--- TEXTE PROPOSÉ ---

******************************

Mais qui est-elle donc, cette femme adultère ? D’elle, on ne sait à peu près rien. Eh bien, heureusement, nous l’avons retrouvée ! Elle est là, aujourd’hui. Elle est parmi nous… Les personnes qui sont au premier rang se disent : « Mais il va finir par nous montrer du doigt ! » Non, rassurez-vous. Ou plutôt, si, je vais nous désigner — nous tous, en fait, parce que cette femme adultère, elle est au milieu de nous ; elle est en nous ; elle est nous.
Comment ça ? Rappelons-nous que l’adultère, c’est l’image que la Bible utilise très souvent pour parler des infidélités du peuple de Dieu. La relation intime que Dieu veut nouer avec nous, l’Ancien Testament la présente comme une « alliance ». Autrement dit, c’est aussi d’une histoire d’amour qu’il s’agit. Un mariage entre Dieu et sa bien-aimée, sa fiancée, son épouse : nous, notre humanité. Or, comme le disent les prophètes — Osée, Isaïe, Jérémie, Ézéchiel —, cette alliance a été trahie à maintes reprises par les infidélités du peuple de Dieu. Jésus lui-même, quand il parle de certains de ses contemporains qui manquent de foi, les traite de « génération adultère ». Et n’allons pas croire que ce reproche ne concerne que les concitoyens du Christ. En remontant à l’infidélité première, celle d’Adam et Ève dans le jardin du Paradis, la Bible nous apprend que c’est l’humanité tout entière qui trahit, depuis le commencement, l’amour dont Dieu l’a enveloppée dès sa venue à l’existence.
Cette femme anonyme est donc la figure de notre condition pécheresse. Voilà déjà un élément de réponse qui devrait nourrir notre méditation en ces derniers jours du Carême. Si nous devions paraître là, tout à coup, devant Dieu, nous ne serions sans doute pas fiers. Et le Démon, l’« Accusateur de nos frères », ne manquerait pas de prises pour nous traîner devant celui qui jugera les vivants et les morts. Oui, mais voilà : le Juge ne condamne pas. Et l’accusateur se retire, renvoyé à son propre péché, et dépassé par une alternative qu’il n’avait pas prévue : entre le rigorisme qui désavoue la bonté et le laxisme qui nie la justice, il y a la réponse de Dieu ; il y a la miséricorde.
C’est ici qu’il nous faut répondre à une seconde question, maintenant que nous entrevoyons qui est cette femme pardonnée : qu’est-ce que Jésus pouvait bien écrire sur le sol ? Là encore, l’évangéliste est resté muet. Mais le langage de la Bible, une fois de plus, pourrait nous aider à y voir un peu plus clair. Dans l’Ancien Testament, il y a au moins deux passages où le doigt de Dieu écrit sur la terre des hommes. Le premier, c’est au moment où Dieu grave les commandements sur des tables de pierre. La tête de liste de tous ces commandements, justement, prescrit aux Israélites d’aimer Dieu de tout leur cœur : de n’adorer que Dieu, seul. Mais, au moment même où Moïse apporte ces tables couvertes de l’écriture du Seigneur, le peuple vient de se tourner vers le veau d’or et de faire voler en éclats le pacte d’Alliance ! L’Alliance, dès le début, c’était mal engagé…
Le second passage, c’est dans le Livre de Daniel. La main de Dieu apparaît pour écrire sur le mur du palais la sentence qui condamnera à mort le roi de Babylone, car il a profané les vases du Temple de Jérusalem au cours d’une beuverie avec ses courtisans.

******************************

--- DONNÉES DE DÉPART ---
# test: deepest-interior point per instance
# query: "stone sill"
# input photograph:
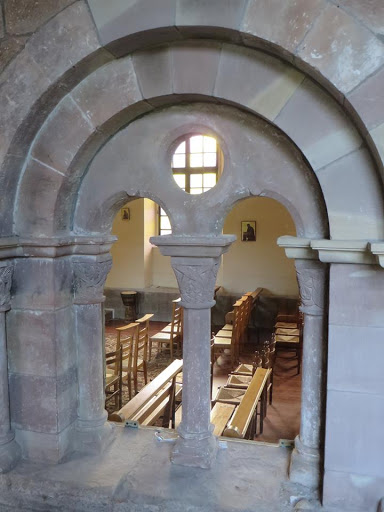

******************************

--- PETIT EXERCICE A ---
Dans le texte sur la femme adultère, recopiez tout ce qui va de « Cette femme anonyme » jusqu'à « a la miséricorde. ».
--- PETIT EXERCICE B ---
Quels prophètes le texte sur la femme adultère nomme-t-il comme ayant dénoncé les trahisons de l'alliance par le peuple de Dieu ?

--- RÉPONSE A ---
Cette femme anonyme est donc la figure de notre condition pécheresse. Voilà déjà un élément de réponse qui devrait nourrir notre méditation en ces derniers jours du Carême. Si nous devions paraître là, tout à coup, devant Dieu, nous ne serions sans doute pas fiers. Et le Démon, l’« Accusateur de nos frères », ne manquerait pas de prises pour nous traîner devant celui qui jugera les vivants et les morts. Oui, mais voilà : le Juge ne condamne pas. Et l’accusateur se retire, renvoyé à son propre péché, et dépassé par une alternative qu’il n’avait pas prévue : entre le rigorisme qui désavoue la bonté et le laxisme qui nie la justice, il y a la réponse de Dieu ; il y a la miséricorde.

--- RÉPONSE B ---
Osée, Isaïe, Jérémie, Ézéchiel